▶ WORK REQUEST:
What this exercise needs is every entry restated as written, with no pictures.

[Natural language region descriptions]
>>>>>

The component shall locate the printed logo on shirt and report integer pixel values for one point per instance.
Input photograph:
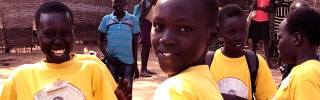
(233, 87)
(60, 90)
(286, 81)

<<<<<

▶ ANSWER FOR THE TASK:
The component shall locate the printed logo on shirt and report integer pixel values for one point per instance.
Input photograph:
(233, 87)
(60, 90)
(286, 81)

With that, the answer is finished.